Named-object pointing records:
---
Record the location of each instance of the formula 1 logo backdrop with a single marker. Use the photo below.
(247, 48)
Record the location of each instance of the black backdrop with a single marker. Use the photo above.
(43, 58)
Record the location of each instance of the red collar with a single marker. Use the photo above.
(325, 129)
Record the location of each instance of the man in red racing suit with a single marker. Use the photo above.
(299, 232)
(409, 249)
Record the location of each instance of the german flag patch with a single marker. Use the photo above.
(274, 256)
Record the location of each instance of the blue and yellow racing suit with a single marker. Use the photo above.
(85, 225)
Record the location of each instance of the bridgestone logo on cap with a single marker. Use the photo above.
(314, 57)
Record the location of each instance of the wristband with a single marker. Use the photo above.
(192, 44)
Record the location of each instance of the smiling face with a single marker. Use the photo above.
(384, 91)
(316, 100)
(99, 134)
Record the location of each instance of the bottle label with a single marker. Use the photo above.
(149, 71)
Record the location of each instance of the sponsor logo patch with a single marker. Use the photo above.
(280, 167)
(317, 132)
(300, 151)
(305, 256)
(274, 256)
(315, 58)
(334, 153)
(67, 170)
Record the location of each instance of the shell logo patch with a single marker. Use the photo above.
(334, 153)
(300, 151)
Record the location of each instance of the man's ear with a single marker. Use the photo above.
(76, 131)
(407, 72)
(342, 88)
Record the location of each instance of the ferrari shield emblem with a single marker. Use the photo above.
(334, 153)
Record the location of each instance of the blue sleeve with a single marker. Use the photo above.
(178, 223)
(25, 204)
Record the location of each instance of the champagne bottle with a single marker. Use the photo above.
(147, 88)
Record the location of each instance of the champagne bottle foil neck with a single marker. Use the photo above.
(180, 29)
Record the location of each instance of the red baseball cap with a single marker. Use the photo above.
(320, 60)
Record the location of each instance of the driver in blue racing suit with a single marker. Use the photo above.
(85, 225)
---
Would you write out all of the items above again, word for word?

Record the location of each instance of the formula 1 logo backdrop with a single marker. Use the photo below.
(247, 48)
Record the location of each instance of the black backdrop with a single marker. Use the photo above.
(43, 58)
Record the location of each instance of the red collar with a single marker. Use the photo above.
(325, 129)
Record the location of each instance of the man in red racing suit with a single marker. Use the photo above.
(299, 232)
(409, 249)
Record the location of each instance of the german flag patch with a single marker. Use the photo above.
(274, 256)
Record the location of each instance of the blue and yellow racing suit with a single marker. Use the photo above.
(85, 225)
Record the location of each instance of the bridgestone logo on cap with a single marker. Use the photo above.
(314, 57)
Record the location of each instance of the wristband with a single marker. Use the photo above.
(192, 44)
Record the location of each instance of the smiling face with a single marker. Use the photo above.
(384, 91)
(316, 100)
(99, 134)
Record the location of each instance of the bottle label with a single marker. Use the photo above.
(149, 71)
Record the location of each instance of the sponsor logo patch with a single marker. Use the photo above.
(280, 167)
(317, 132)
(300, 151)
(305, 256)
(274, 256)
(315, 58)
(334, 153)
(67, 170)
Record the location of each instance of the shell logo patch with a single marker. Use the photo above.
(334, 153)
(300, 151)
Record the location of each instance of the man's ear with a single marker. Use the photo above.
(76, 131)
(407, 72)
(342, 88)
Record the location of each instance of the ferrari shield emblem with a single marker. Use the photo above.
(334, 153)
Record the location of each instance of the blue sleeve with a single marker. Use the photo above.
(178, 223)
(25, 204)
Record the location of each instance of the champagne bottle with a single marker. Use the photo above.
(147, 88)
Record the location of each instance of the champagne bottle foil neck with a single marker. Use the photo above.
(180, 29)
Record the location of each instance of the red baseball cap with a single marker. Use the photo above.
(320, 60)
Record the location of each instance of the driver in blue racing suit with a single marker. Use the photo above.
(85, 225)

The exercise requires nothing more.